There were lots of trees down as I came upon a pretty substantial creek. The side trail to the shelter was suppose to be here but no signage indicated where or what direction. A post which had been in the ground was removed and hanging by a rope but even it had no direction. I checked my phone app and ascertained from some of the comments that a new shelter had been built and the entrance was .3 miles northbound after the creek. I looked around but saw no white blaze indicating a trail or nothing that resembled the trail. After a few minutes of confusion I headed up a hill and found it.

I walked down to the shelter and found several hikers already set up in a pretty large shelter with 2 levels of bunks.

There was quite a few people around and one hiker informed me that a Boy Scout Troop was camped here getting ready for a trip out west. Over the next two days I would pass and be passed by several troops. Most of the camping was taken already and Steak N Shake hadn’t arrived so I set up in the shelter. When he did arrive he investigated an area I hadn’t considered. It was uphill and unknown to me it was an old logging road which had numerous flat sites. I moved all my belongings and set up my tent. Not long after, it started to rain lightly so I went inside to read until the shower passed. It didn’t and each time I thought it might I attempted to cook supper but then it would rain harder. Eventually I cooked from inside my tent with my stove under the vestibule. Afterwards I moved my bear cannister away from my tent 80 feet or so and crawled into my sleeping bag listening to the drops splatter against my tent and the thunder rumbling. It was a nice night of sleep.

# [Rows]

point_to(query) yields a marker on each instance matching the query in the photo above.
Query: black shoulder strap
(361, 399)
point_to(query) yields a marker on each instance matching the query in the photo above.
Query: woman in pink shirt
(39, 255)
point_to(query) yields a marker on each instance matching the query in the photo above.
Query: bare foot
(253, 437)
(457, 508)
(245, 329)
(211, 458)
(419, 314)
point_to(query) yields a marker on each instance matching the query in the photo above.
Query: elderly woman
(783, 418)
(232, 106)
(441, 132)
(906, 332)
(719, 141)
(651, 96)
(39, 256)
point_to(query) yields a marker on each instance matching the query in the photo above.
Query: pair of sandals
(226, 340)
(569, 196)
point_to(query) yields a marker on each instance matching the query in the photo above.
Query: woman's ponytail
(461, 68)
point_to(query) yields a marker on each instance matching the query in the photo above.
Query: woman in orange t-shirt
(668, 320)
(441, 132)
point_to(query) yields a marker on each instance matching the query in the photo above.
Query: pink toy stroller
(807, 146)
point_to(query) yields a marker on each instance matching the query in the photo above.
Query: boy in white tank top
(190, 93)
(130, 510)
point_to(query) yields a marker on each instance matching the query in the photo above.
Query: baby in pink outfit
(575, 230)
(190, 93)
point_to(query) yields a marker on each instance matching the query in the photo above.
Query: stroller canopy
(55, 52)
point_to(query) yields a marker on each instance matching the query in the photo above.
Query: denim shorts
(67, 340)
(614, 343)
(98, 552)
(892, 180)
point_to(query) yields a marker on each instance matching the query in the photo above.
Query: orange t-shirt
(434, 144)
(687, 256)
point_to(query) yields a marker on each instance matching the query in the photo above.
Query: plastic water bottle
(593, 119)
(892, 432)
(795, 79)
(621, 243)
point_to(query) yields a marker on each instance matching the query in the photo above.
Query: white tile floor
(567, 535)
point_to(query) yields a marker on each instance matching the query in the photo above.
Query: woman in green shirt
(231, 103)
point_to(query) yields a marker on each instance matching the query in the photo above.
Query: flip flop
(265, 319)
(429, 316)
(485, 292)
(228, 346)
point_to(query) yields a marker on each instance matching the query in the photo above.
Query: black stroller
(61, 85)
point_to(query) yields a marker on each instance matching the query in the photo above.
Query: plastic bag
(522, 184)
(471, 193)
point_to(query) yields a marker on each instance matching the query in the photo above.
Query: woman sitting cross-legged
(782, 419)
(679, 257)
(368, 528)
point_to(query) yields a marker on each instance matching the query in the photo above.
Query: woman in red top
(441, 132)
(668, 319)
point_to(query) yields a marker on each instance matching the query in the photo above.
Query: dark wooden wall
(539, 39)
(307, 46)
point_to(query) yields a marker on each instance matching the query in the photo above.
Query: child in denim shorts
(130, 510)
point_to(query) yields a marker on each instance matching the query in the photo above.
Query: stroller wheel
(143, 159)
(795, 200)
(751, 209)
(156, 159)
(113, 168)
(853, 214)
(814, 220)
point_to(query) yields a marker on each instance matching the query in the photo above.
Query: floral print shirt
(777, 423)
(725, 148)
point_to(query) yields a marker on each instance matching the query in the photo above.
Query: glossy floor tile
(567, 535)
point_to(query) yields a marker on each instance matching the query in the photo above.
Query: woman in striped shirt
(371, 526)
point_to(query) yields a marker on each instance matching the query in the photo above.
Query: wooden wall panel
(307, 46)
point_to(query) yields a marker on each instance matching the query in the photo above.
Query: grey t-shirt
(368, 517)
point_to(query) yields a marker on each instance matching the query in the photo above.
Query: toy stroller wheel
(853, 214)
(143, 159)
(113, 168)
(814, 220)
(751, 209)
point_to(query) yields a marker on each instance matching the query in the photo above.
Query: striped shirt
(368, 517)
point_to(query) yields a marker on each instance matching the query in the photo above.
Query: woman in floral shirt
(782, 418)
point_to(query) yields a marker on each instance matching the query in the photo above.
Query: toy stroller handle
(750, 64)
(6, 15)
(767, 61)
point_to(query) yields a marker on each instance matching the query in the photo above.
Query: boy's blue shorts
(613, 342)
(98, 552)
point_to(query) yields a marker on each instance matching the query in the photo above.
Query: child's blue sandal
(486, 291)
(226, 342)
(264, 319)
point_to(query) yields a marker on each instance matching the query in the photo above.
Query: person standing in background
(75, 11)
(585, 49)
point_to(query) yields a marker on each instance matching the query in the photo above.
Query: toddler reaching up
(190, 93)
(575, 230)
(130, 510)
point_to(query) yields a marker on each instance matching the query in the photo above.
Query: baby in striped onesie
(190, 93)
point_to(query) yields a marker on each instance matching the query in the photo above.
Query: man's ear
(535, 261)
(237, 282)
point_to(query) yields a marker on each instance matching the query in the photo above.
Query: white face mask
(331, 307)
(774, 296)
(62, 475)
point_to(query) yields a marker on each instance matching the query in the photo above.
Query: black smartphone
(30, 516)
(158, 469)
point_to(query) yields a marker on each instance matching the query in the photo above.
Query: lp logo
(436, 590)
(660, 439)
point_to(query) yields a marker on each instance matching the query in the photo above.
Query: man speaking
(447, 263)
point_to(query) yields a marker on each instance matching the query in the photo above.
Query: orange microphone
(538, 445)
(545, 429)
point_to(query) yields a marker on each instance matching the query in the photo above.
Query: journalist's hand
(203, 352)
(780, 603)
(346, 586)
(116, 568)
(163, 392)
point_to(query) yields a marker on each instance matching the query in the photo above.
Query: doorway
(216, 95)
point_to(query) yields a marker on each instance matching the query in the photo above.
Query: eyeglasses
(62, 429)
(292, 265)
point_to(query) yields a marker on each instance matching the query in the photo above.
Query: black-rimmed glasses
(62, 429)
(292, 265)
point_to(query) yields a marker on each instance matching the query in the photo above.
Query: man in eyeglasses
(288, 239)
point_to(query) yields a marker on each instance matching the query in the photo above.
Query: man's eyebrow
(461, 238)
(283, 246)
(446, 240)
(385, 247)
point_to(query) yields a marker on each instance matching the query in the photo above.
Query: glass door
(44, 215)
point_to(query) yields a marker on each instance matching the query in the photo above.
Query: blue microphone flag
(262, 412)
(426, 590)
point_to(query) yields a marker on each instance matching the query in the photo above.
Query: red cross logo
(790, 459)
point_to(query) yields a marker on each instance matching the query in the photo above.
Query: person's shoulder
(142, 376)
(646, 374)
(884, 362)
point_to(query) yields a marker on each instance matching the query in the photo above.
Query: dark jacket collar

# [Required tasks]
(1) Print the hiking account from "There were lots" to "and found it.", word for word.
(2) In the hiking account, where did the writer finally cook supper?

# [Completed exercise]
(1)
There were lots of trees down as I came upon a pretty substantial creek. The side trail to the shelter was suppose to be here but no signage indicated where or what direction. A post which had been in the ground was removed and hanging by a rope but even it had no direction. I checked my phone app and ascertained from some of the comments that a new shelter had been built and the entrance was .3 miles northbound after the creek. I looked around but saw no white blaze indicating a trail or nothing that resembled the trail. After a few minutes of confusion I headed up a hill and found it.

(2) From inside the tent, with the stove under the vestibule.